Records drawn from a dataset:
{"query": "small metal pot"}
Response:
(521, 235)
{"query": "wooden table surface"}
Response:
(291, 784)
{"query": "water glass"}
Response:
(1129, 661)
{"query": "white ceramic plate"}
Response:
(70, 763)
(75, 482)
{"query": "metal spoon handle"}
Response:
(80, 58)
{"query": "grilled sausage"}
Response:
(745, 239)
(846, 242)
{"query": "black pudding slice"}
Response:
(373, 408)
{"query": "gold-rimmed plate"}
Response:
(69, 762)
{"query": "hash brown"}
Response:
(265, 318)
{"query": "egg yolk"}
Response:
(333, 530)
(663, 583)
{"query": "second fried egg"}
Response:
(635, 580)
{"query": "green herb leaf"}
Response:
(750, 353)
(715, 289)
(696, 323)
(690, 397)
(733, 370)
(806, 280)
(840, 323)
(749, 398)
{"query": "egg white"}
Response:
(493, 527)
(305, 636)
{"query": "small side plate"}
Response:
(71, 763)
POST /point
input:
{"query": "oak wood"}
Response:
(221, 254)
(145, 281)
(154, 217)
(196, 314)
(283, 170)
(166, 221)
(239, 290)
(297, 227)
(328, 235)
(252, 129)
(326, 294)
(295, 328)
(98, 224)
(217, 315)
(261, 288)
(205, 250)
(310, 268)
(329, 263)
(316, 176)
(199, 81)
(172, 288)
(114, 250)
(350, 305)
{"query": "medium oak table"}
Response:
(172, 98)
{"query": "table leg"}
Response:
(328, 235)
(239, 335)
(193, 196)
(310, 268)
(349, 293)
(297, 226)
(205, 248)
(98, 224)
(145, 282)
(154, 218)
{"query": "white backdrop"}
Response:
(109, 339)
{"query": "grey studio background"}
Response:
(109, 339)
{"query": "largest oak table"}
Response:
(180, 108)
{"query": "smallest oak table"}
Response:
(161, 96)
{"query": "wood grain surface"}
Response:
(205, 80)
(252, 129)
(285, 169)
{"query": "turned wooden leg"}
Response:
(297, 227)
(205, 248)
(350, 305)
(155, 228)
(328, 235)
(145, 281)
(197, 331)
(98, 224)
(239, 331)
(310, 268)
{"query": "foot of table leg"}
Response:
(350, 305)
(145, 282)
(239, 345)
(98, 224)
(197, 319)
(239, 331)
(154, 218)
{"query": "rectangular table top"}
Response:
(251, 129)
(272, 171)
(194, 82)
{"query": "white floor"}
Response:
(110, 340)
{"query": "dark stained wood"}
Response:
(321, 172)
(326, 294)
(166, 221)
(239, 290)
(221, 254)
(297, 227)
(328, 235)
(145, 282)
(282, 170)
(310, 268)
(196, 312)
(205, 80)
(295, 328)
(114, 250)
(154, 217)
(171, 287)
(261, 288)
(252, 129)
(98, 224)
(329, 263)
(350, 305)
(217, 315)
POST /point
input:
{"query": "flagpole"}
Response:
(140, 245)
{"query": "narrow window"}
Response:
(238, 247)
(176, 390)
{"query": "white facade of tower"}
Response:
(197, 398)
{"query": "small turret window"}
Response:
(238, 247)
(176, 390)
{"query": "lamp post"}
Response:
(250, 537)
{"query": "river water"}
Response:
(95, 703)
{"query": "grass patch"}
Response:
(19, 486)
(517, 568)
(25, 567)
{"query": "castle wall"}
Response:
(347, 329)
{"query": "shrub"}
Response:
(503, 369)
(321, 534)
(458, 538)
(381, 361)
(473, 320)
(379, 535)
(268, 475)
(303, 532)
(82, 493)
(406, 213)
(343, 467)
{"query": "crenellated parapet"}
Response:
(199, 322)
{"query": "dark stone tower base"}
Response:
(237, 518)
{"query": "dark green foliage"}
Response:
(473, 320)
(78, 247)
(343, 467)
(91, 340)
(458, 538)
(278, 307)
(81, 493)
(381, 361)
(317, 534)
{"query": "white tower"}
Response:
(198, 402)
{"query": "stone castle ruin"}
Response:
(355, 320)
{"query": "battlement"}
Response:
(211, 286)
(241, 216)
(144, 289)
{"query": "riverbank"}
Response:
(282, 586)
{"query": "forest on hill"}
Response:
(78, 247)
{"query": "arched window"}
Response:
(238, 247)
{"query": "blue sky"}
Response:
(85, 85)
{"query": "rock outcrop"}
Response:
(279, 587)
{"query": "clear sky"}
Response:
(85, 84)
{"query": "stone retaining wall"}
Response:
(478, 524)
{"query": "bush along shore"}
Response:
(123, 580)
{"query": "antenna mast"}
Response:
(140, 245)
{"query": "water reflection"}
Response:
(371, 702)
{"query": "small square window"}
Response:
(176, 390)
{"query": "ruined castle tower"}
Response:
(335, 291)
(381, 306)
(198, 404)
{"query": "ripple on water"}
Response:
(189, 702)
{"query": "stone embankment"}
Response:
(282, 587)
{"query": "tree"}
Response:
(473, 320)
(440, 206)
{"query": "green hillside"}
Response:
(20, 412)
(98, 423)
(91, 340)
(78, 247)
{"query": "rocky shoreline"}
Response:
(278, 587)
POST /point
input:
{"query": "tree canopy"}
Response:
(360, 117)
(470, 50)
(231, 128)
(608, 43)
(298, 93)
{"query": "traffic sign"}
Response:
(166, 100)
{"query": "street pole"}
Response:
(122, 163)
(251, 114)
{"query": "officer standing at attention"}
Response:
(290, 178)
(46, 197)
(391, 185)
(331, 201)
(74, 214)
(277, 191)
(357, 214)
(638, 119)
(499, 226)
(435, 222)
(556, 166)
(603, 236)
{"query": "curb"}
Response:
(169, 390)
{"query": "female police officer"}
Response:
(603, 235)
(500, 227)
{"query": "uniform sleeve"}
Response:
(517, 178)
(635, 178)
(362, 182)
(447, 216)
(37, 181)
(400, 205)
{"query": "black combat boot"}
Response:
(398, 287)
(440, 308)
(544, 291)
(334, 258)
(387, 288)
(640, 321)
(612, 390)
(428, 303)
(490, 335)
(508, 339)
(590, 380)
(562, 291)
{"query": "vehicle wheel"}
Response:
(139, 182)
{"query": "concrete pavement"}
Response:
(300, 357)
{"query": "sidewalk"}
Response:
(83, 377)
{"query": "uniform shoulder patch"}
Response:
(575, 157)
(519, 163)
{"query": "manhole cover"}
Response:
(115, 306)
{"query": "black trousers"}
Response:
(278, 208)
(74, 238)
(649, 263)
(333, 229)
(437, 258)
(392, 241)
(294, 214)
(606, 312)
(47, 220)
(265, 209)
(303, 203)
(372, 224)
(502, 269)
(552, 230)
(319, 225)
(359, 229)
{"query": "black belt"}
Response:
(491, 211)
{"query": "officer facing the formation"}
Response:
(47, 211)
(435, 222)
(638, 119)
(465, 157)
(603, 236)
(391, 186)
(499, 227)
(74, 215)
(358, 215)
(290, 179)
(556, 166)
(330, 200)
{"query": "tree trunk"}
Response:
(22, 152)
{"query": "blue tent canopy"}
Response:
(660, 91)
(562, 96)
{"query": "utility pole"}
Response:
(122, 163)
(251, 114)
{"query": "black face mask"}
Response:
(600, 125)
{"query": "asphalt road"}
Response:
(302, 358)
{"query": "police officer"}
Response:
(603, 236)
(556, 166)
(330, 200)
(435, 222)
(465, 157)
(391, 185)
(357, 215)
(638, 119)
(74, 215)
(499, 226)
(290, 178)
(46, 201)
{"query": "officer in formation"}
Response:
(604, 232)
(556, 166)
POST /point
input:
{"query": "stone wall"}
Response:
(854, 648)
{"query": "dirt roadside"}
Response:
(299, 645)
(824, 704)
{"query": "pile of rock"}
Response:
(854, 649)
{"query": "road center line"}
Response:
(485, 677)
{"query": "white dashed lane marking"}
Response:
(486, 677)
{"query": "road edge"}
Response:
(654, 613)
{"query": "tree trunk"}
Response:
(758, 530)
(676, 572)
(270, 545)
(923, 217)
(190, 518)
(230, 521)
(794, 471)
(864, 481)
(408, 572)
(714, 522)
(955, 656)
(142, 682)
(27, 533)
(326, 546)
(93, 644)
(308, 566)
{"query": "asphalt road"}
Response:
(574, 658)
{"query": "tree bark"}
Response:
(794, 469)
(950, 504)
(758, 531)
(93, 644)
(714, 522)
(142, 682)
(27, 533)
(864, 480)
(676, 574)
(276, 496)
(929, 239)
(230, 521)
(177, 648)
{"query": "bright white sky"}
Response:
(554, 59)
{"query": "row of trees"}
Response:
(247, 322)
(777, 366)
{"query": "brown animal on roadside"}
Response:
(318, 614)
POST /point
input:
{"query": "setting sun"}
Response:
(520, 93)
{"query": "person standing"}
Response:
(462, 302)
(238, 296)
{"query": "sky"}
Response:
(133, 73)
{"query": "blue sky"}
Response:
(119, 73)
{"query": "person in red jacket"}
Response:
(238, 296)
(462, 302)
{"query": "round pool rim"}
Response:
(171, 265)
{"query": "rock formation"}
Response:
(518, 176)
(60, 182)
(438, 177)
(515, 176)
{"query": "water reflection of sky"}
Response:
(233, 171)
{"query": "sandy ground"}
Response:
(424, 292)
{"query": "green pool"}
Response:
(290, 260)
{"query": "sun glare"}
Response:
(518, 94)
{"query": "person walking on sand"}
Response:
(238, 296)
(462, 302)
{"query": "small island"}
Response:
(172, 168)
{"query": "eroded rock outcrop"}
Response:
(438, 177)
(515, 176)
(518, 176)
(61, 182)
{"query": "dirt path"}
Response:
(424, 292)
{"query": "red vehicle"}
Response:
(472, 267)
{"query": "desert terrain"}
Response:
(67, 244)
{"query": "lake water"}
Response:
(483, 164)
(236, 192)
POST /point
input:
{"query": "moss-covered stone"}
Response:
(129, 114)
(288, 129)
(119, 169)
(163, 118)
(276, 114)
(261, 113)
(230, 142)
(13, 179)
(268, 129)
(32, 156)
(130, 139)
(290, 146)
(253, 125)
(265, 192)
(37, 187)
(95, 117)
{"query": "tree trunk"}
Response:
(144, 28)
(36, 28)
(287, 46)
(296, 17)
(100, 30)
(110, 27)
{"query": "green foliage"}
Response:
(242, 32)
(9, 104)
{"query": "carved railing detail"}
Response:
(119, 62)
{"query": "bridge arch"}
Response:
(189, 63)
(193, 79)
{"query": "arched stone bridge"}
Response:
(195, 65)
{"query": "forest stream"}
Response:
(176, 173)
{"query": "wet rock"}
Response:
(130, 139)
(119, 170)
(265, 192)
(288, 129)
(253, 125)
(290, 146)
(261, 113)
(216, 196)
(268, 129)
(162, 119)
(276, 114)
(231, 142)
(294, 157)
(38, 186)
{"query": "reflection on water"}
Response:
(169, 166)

DIRECTIONS FOR THIS TASK =>
In the records above, locate every line with the string "stone" and copy it.

ANSWER TO THIS EXERCISE =>
{"query": "dark stone tower base"}
{"query": "stone castle ruin"}
{"query": "stone retaining wall"}
{"query": "stone embankment"}
{"query": "stone wall"}
{"query": "moss-covered stone"}
{"query": "arched stone bridge"}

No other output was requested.